*DOCUMENT SEGMENT*:
- Opening Delimiter -

When Rick was about two years old, the social system wanted to find foster parents for him so he could leave the hospital. The requirement was that the parent had to be an RN willing to quit his or her job to focus on Rick. Karen, a nurse who had looked after him in intensive care and visited for years, wanted to adopt him but was single and could not quit work. Another pediatrics nurse, who was married, also wanted to adopt him but would not quit her job.
We had a son eight months younger than Rick, however, and one Saturday morning talked about his case. Before Jasbir could raise the matter of adoption, I asked “Why don’t we foster him, and then adopt him?” The rest, the saying goes, is history. Rick quickly adjusted to living with us and we did not see any signs of him missing the hospital. “He cried when we returned him to the unit after his first overnight stay with us,” Jasbir remembers. “The nurses thought he was crying because he had missed the hospital. But I reminded them that children do not cry when they are happy. Once, when we were driving past the Holy Cross, Rick pointed to the hospital and said, ‘my ‘opital, it full of ‘owies.’”

- Closing Delimiter -

*TASK GOAL*:
Reproduce, word for word, the account of fostering and adopting Rick.

*DATASET CONTENT*:
- Opening Delimiter -

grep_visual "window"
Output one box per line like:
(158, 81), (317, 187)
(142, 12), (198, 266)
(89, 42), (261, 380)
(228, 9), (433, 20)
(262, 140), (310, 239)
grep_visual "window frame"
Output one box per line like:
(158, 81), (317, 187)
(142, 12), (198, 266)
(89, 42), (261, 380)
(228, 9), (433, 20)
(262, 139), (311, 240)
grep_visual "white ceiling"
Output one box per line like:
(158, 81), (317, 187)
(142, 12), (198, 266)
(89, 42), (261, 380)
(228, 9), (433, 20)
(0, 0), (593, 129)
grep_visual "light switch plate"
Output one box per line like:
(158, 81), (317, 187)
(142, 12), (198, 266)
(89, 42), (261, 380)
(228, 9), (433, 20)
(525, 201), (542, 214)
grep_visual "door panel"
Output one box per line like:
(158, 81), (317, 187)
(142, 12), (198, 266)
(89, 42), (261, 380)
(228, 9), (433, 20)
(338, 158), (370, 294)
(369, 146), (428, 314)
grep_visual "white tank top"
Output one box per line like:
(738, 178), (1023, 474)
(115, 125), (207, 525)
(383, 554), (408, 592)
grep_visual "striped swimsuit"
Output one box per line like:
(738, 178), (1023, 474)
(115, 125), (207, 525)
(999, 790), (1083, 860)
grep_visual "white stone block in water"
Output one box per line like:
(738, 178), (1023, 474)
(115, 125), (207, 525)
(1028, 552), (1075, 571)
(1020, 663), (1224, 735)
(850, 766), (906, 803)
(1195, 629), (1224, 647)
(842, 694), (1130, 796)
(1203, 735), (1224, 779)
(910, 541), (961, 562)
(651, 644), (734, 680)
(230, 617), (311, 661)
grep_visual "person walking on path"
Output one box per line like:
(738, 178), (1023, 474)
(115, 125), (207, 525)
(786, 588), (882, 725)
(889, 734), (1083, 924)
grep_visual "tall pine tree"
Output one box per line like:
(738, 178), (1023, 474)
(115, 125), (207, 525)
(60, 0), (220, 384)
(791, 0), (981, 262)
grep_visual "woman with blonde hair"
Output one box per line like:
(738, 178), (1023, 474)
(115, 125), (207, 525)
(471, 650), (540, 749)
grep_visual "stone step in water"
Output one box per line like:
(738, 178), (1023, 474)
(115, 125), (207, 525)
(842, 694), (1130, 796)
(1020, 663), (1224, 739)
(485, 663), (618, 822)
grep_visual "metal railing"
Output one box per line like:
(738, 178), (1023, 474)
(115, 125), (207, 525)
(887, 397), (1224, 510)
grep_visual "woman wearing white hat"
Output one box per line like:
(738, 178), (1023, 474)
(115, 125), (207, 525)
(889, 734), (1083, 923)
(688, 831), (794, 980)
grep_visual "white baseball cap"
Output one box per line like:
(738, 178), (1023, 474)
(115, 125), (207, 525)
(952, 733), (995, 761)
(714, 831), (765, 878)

- Closing Delimiter -

*COMPLETED EXERCISE*:
When Rick was about two years old, the social system wanted to find foster parents for him so he could leave the hospital. The requirement was that the parent had to be an RN willing to quit his or her job to focus on Rick. Karen, a nurse who had looked after him in intensive care and visited for years, wanted to adopt him but was single and could not quit work. Another pediatrics nurse, who was married, also wanted to adopt him but would not quit her job.
We had a son eight months younger than Rick, however, and one Saturday morning talked about his case. Before Jasbir could raise the matter of adoption, I asked “Why don’t we foster him, and then adopt him?” The rest, the saying goes, is history. Rick quickly adjusted to living with us and we did not see any signs of him missing the hospital. “He cried when we returned him to the unit after his first overnight stay with us,” Jasbir remembers. “The nurses thought he was crying because he had missed the hospital. But I reminded them that children do not cry when they are happy. Once, when we were driving past the Holy Cross, Rick pointed to the hospital and said, ‘my ‘opital, it full of ‘owies.’”